> [What this task involves]: Rewrite each of the entries below with "Highlight" changed to "Outline", leaving every other character as it is.

> [Source records]:

════════════════════

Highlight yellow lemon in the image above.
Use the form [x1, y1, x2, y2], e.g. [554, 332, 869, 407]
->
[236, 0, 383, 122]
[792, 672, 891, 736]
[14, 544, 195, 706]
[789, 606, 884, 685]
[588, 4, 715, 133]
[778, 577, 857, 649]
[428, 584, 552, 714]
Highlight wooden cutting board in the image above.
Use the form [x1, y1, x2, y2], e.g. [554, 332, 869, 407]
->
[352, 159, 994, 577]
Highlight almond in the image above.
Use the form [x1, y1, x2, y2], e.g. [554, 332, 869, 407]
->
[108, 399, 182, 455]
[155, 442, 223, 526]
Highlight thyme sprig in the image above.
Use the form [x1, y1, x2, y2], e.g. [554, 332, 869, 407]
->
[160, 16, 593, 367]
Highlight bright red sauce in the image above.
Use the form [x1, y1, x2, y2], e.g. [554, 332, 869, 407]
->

════════════════════

> [Task response]:
Outline yellow lemon in the image above.
Use the form [x1, y1, x2, y2], e.g. [554, 332, 869, 407]
->
[236, 0, 383, 122]
[792, 672, 891, 736]
[14, 544, 195, 706]
[789, 606, 884, 685]
[588, 4, 715, 133]
[778, 577, 857, 649]
[428, 584, 552, 714]
Outline wooden cutting board in the image above.
Use the form [x1, y1, x2, y2], e.g. [554, 332, 869, 407]
->
[352, 159, 994, 577]
Outline almond in the image above.
Use the form [x1, y1, x2, y2], e.g. [554, 332, 869, 407]
->
[108, 399, 182, 455]
[155, 442, 223, 526]
Outline thyme sprig in the image above.
Use the form [x1, y1, x2, y2], e.g. [554, 332, 869, 407]
->
[160, 16, 593, 367]
Outline bright red sauce in the image above.
Use the form [x1, y1, x2, y2], e.g. [554, 332, 869, 407]
->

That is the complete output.